[Region pointing data]
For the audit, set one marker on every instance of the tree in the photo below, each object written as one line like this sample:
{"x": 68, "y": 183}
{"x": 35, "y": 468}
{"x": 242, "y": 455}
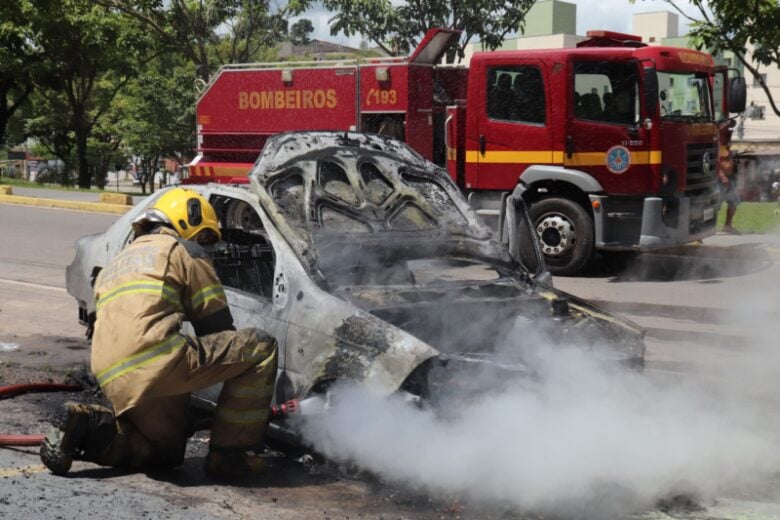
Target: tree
{"x": 397, "y": 27}
{"x": 18, "y": 61}
{"x": 209, "y": 33}
{"x": 89, "y": 53}
{"x": 300, "y": 31}
{"x": 160, "y": 103}
{"x": 736, "y": 25}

- [About this exercise] All entries above are to be reproduced exactly, with no pictures.

- [Solution to this exercise]
For the audit, set one marker on every instance of the tree in the photo below, each object written as one line like this sample:
{"x": 68, "y": 183}
{"x": 35, "y": 468}
{"x": 242, "y": 455}
Target: tree
{"x": 397, "y": 27}
{"x": 18, "y": 61}
{"x": 209, "y": 33}
{"x": 89, "y": 53}
{"x": 300, "y": 31}
{"x": 160, "y": 103}
{"x": 736, "y": 25}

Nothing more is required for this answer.